**The problem**
Write out all entries word for word.

□ □ □ □

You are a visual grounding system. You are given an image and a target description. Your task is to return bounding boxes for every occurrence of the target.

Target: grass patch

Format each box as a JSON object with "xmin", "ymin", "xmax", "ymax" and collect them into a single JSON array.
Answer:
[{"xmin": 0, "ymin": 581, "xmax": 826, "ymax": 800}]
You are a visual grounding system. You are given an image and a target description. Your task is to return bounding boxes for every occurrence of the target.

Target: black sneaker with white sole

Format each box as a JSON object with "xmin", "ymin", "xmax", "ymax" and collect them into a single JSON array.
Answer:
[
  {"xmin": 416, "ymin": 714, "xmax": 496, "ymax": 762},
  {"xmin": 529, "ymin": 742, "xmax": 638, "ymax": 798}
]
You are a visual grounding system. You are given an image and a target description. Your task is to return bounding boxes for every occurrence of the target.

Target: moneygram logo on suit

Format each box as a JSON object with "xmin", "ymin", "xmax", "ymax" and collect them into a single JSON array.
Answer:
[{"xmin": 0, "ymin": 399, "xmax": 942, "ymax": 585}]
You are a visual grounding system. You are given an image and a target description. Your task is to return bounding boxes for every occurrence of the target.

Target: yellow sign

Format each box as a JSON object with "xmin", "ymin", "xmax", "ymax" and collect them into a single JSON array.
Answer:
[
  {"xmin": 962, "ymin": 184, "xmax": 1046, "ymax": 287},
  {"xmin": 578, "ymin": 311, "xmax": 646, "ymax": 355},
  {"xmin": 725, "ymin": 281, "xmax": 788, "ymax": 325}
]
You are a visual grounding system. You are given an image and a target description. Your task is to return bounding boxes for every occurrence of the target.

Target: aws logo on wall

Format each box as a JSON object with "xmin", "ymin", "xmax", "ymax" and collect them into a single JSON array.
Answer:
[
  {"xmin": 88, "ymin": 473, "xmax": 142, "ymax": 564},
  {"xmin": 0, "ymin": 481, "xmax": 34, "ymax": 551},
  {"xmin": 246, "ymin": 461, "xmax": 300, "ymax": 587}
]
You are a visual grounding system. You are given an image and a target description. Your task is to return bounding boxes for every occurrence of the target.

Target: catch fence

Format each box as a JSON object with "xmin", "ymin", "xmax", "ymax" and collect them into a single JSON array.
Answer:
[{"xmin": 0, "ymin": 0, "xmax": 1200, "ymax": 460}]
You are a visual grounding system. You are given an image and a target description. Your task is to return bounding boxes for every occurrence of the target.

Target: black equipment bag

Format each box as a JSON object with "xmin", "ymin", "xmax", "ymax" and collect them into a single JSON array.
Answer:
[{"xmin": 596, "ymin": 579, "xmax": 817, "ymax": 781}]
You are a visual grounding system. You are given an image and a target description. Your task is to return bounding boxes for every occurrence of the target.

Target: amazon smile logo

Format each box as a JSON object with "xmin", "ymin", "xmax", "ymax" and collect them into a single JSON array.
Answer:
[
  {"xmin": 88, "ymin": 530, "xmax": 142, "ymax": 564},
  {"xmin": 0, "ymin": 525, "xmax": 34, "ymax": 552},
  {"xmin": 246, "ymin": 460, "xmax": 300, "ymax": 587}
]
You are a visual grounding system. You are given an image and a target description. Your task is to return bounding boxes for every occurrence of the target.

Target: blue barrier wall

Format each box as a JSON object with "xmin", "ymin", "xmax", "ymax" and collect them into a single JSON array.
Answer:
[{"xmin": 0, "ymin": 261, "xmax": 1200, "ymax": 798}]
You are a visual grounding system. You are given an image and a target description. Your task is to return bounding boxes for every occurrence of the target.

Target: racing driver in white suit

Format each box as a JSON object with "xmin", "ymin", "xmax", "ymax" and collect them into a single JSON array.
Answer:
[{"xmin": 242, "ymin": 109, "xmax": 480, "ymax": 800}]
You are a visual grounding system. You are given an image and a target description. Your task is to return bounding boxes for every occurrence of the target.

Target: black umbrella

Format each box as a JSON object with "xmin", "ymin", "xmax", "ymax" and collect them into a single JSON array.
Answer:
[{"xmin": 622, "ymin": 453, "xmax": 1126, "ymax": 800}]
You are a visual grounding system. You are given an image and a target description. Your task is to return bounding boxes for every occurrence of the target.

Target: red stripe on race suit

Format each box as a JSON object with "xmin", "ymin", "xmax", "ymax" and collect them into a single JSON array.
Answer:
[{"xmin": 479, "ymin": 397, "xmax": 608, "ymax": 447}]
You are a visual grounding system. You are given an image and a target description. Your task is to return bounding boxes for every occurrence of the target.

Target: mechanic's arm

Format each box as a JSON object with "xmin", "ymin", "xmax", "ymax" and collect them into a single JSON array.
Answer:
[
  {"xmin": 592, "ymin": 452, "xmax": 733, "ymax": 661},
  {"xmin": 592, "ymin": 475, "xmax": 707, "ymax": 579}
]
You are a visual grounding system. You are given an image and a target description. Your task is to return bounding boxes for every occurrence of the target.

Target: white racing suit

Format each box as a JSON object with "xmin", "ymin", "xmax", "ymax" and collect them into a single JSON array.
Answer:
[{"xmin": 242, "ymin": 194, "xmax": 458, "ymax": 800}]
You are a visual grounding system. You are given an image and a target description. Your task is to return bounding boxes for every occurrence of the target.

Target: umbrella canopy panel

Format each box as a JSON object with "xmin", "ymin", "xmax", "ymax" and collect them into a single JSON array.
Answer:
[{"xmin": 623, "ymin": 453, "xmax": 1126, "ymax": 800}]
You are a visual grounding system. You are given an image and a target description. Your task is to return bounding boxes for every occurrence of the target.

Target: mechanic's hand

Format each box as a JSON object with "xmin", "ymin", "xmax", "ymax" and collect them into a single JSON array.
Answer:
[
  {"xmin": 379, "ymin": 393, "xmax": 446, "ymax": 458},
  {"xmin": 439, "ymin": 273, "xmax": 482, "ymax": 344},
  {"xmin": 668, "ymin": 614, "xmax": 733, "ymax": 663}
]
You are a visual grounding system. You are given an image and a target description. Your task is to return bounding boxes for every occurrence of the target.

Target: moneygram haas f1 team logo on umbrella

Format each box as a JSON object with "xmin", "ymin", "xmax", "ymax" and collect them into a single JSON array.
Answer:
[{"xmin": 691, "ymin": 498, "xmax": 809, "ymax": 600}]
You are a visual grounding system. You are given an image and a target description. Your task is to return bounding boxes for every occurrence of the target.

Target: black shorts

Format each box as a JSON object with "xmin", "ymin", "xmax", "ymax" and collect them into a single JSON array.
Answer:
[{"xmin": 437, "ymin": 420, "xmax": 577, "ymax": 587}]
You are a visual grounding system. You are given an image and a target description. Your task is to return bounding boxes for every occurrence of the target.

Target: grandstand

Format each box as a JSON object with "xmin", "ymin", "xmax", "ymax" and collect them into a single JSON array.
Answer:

□ □ □ □

**Complete response**
You are a visual grounding system. You are given an image and a target description. Your task is to return bounding boxes for every occurrence of the target.

Target: grass patch

Format each box as a JSON object with "xmin", "ymin", "xmax", "ymax" and collect them into a single JSON array.
Answer:
[{"xmin": 0, "ymin": 581, "xmax": 826, "ymax": 800}]
You are a visual grounding system. You are given an image and a target description. Your task is to return bounding boxes for every occurrence of the target.

Target: black sneaker with white sole

Format each box as a JSON object with "xmin", "ymin", "xmax", "ymax" and collect them into a single JSON array.
Answer:
[
  {"xmin": 416, "ymin": 714, "xmax": 496, "ymax": 762},
  {"xmin": 529, "ymin": 742, "xmax": 638, "ymax": 798}
]
You are a visual grounding system. You are given an image and a target description. Your task is to return bounding boxes for every occurrence of the target.

Target: moneygram logo on suit

Format each box as a JSON object with "xmin", "ymin", "xmax", "ymax" and collect them into a single JSON array.
Answer:
[{"xmin": 0, "ymin": 399, "xmax": 942, "ymax": 585}]
You are a visual grounding system. You are given an image and a target description. Your task is to return bounding boxes for every occurrence of the target.

Target: yellow sign

Format each box as a JSON object with "xmin", "ymin", "xmax", "ymax" and collect them into a single JSON array.
Answer:
[
  {"xmin": 962, "ymin": 184, "xmax": 1046, "ymax": 287},
  {"xmin": 578, "ymin": 311, "xmax": 646, "ymax": 355},
  {"xmin": 725, "ymin": 281, "xmax": 788, "ymax": 325}
]
You are a visual grounding system. You are given an image and a target description. Your task is to return bounding boxes for every occurrence of the target.

Target: aws logo on wall

Format each box as a JSON object with "xmin", "ymin", "xmax", "ymax" and collect them into a single JSON array.
Answer:
[
  {"xmin": 88, "ymin": 473, "xmax": 142, "ymax": 564},
  {"xmin": 0, "ymin": 481, "xmax": 34, "ymax": 551},
  {"xmin": 246, "ymin": 461, "xmax": 300, "ymax": 587}
]
You are a visual grounding system. You are given an image and a target description. Your task is to return bounding boxes for every occurrence of the target.

Target: catch fence

Format each box as a JSON object with "xmin", "ymin", "xmax", "ymax" and collect them into a single JSON array.
Answer:
[{"xmin": 0, "ymin": 0, "xmax": 1200, "ymax": 460}]
You are a visual grounding system. You are given an image and a target description. Your task is to return bounding boxes for every occurrence of the target.

Target: black equipment bag

Format each box as a JSON object with "xmin", "ymin", "xmax", "ymax" and collect them into a single JSON array.
Answer:
[{"xmin": 596, "ymin": 579, "xmax": 817, "ymax": 781}]
You are a visual grounding system. You are given an image and a target description. Your task is to return bounding boxes for every occurrence of the target.

Target: amazon smile logo

Format each box as a JSON object with "xmin", "ymin", "xmax", "ymax" and collect them into a single JSON array.
Answer:
[
  {"xmin": 88, "ymin": 530, "xmax": 142, "ymax": 564},
  {"xmin": 0, "ymin": 525, "xmax": 34, "ymax": 552},
  {"xmin": 246, "ymin": 460, "xmax": 300, "ymax": 587}
]
You are a visual grounding system. You are given an image and a target description. Your task is to return bounding boxes for every occurrence of the target.

Target: blue barrier wall

Format each box as a JSON object with "xmin", "ymin", "xmax", "ymax" and collect them into a single JSON array.
Answer:
[{"xmin": 0, "ymin": 261, "xmax": 1200, "ymax": 798}]
You are a visual grounding system. You are given an image and a target description. Your task is to return bounding boxes for every occurrence of the target.

Target: racing driver in white suit

Format each box as a JSON object with "xmin", "ymin", "xmax", "ymax" and collect them into a single JSON array.
Answer:
[{"xmin": 242, "ymin": 109, "xmax": 480, "ymax": 800}]
You are a visual grounding system. You are given an image and a target description. Your task is to return bounding boxes for every occurrence of the target.

Target: black umbrella

Format each box as a JSON object with "xmin", "ymin", "xmax", "ymax" and collect them into a single JSON array.
Answer:
[{"xmin": 622, "ymin": 453, "xmax": 1126, "ymax": 800}]
You are a visual grounding system. You are given an image and a target description. Your task is to return bounding boxes for every occurrence of the target.

Target: red stripe on race suit

Format each box as a JSON object with "xmin", "ymin", "xmax", "ymax" and collect them into a single JSON array.
Answer:
[{"xmin": 479, "ymin": 397, "xmax": 608, "ymax": 447}]
You are a visual grounding system. You are given an image and a target description. Your task is to return bounding boxes for every occurrence of the target.

Target: mechanic's arm

Format each box as a JSON object with "xmin", "ymin", "xmax", "ymax" and collect them into a single JSON array.
Answer:
[
  {"xmin": 592, "ymin": 452, "xmax": 733, "ymax": 661},
  {"xmin": 592, "ymin": 475, "xmax": 707, "ymax": 579}
]
You are a visual grounding system. You are given an image and a target description. Your task is to return bounding boxes for every occurrence of the target.

Target: white racing suit

Format each box as a JSON object with "xmin", "ymin", "xmax", "ymax" and collect them into a single JSON array.
Answer:
[{"xmin": 242, "ymin": 194, "xmax": 458, "ymax": 800}]
You are a visual grounding system. You are given an image and a target description. Your task is to return bounding boxes for every occurrence of the target.

Target: umbrella canopy panel

Format each box as a JSON object with "xmin", "ymin", "xmax", "ymax" and collect them into a single JSON array.
Answer:
[{"xmin": 623, "ymin": 453, "xmax": 1126, "ymax": 800}]
You are a visual grounding system. You are given an image and a target description. Your task is to return bounding boxes for every occurrence of the target.

Target: mechanic's hand

Format each box as a JSON object with "xmin", "ymin", "xmax", "ymax" and collect them into a single JSON array.
Answer:
[
  {"xmin": 379, "ymin": 393, "xmax": 446, "ymax": 458},
  {"xmin": 439, "ymin": 273, "xmax": 482, "ymax": 344},
  {"xmin": 668, "ymin": 614, "xmax": 733, "ymax": 663}
]
You are a visual grounding system. You are given an image and a target description. Your task is to return bounding boxes for every occurrence of the target.

Target: moneygram haas f1 team logo on umbrella

Format each box as a JSON object with "xmin", "ymin", "xmax", "ymax" and collect them into a single JSON array.
Answer:
[{"xmin": 691, "ymin": 498, "xmax": 809, "ymax": 600}]
You are a visual grounding system. You are given an image and a target description. Your task is to return bounding boxes for every occurrence of the target.

Target: black shorts

Format each box as a JSON object with "xmin", "ymin", "xmax", "ymax" and collect them into a single JSON array.
Answer:
[{"xmin": 437, "ymin": 420, "xmax": 577, "ymax": 587}]
You are a visual grounding system. You are given an image and a target description. Your task is to return bounding boxes for every occurrence of the target.

Target: grandstand

Format each box as a JSON object with "xmin", "ymin", "xmax", "ymax" and collect them into a single JSON array.
Answer:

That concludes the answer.